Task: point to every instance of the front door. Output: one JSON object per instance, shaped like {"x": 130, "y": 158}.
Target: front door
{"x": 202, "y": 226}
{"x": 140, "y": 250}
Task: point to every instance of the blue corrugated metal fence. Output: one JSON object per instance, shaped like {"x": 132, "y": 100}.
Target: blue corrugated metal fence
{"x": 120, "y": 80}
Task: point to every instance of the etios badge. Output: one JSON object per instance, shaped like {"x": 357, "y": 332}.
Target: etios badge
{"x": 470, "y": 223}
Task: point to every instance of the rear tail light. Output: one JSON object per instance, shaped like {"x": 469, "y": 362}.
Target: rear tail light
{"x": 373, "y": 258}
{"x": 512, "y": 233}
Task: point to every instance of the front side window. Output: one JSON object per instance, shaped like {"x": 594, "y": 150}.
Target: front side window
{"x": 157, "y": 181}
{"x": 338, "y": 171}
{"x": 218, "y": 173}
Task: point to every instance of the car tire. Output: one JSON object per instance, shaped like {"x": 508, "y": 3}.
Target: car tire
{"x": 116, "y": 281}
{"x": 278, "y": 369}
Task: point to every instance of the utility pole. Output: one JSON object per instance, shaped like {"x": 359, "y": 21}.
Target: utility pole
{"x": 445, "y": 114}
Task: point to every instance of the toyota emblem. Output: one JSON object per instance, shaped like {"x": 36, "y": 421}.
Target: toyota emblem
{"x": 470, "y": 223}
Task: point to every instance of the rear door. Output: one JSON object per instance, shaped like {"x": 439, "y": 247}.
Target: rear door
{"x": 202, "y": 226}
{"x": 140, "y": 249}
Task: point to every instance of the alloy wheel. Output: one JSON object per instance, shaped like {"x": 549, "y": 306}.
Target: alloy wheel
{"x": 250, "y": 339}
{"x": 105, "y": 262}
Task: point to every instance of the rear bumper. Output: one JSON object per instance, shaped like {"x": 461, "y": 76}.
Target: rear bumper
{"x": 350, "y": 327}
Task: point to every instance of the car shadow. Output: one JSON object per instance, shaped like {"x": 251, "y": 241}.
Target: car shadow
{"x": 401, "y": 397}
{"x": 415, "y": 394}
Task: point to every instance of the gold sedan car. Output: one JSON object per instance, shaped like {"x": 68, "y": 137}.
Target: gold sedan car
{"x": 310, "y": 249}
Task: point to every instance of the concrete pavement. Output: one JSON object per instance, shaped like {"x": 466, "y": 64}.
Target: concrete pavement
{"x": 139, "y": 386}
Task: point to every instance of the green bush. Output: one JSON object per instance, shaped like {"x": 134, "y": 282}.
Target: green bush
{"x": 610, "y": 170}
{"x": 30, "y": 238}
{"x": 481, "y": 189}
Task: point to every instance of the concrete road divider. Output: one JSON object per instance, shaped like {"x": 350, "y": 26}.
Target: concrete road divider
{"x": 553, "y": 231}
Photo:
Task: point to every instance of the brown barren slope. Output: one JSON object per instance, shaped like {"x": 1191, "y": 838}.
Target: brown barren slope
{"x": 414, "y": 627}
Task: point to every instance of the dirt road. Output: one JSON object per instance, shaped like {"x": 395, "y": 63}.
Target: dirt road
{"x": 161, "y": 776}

** Request **
Copy out, unchanged, the items from the line with "Task: point to every instance of the concrete pavement." through the end of the items, including both of those ends.

** Completed task **
Task: point to every instance of the concrete pavement. Output: one JSON object per instance, shaped like {"x": 466, "y": 64}.
Target: concrete pavement
{"x": 139, "y": 386}
Task: point to every instance of the green bush. Output: one JSON object per instance, shaped like {"x": 134, "y": 282}.
Target: green bush
{"x": 610, "y": 170}
{"x": 30, "y": 238}
{"x": 481, "y": 189}
Task: point to every instance of the concrete road divider. Output: one JSON object per instance, shaped like {"x": 350, "y": 26}.
Target: concrete road divider
{"x": 553, "y": 231}
Photo:
Task: point to every instance of the brown barren slope. Output: one JSON object per instance, shaped like {"x": 1191, "y": 838}.
Target: brown barren slope
{"x": 414, "y": 627}
Task: point to every instance of the dirt road. Output: one JSON object per instance, shaped like {"x": 395, "y": 63}.
Target: dirt road
{"x": 161, "y": 776}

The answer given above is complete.